[Information provided]

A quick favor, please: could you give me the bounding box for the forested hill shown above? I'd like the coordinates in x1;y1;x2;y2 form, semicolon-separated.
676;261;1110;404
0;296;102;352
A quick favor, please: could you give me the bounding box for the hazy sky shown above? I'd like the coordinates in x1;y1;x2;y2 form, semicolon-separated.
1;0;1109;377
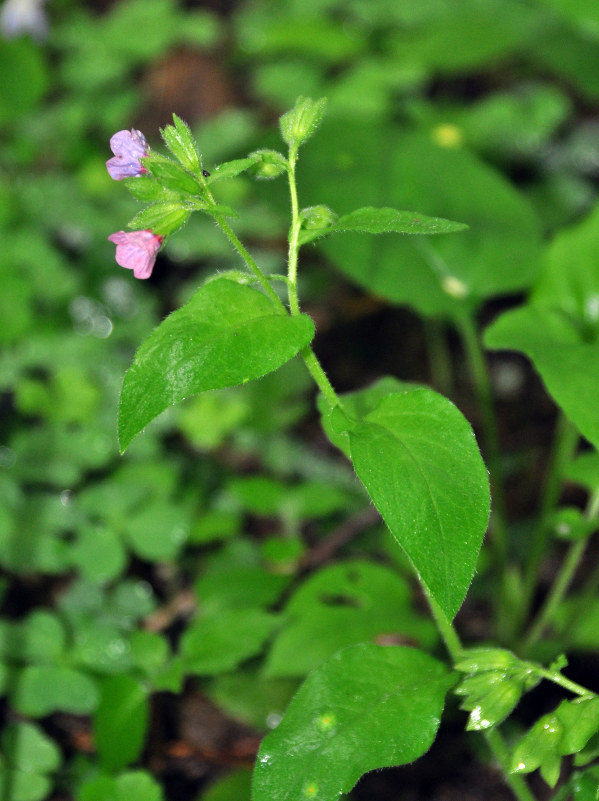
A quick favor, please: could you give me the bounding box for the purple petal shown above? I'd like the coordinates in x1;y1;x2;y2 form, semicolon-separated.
106;129;149;180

[/Information provided]

- **Assigned task**
Return the listing above in full and exactly, omitting all pictures.

- **Problem solution**
A quick favor, please: could you give me the bounding box for the forested hill shown above? I'd like the coordinates in x1;y1;x2;y2 form, semicolon-separated.
676;261;1110;404
0;296;102;352
A quick favor, please: could you give me the bounding box for the hazy sky shown above? I'd like the coordinates in x1;y1;x2;y2 form, semicolon-separated.
1;0;1109;377
A quick favor, please: could you give me the bounding box for the purple petal shown above? I'd like the coordinates in x1;y1;x2;y2 form, semicolon-separated.
106;129;149;180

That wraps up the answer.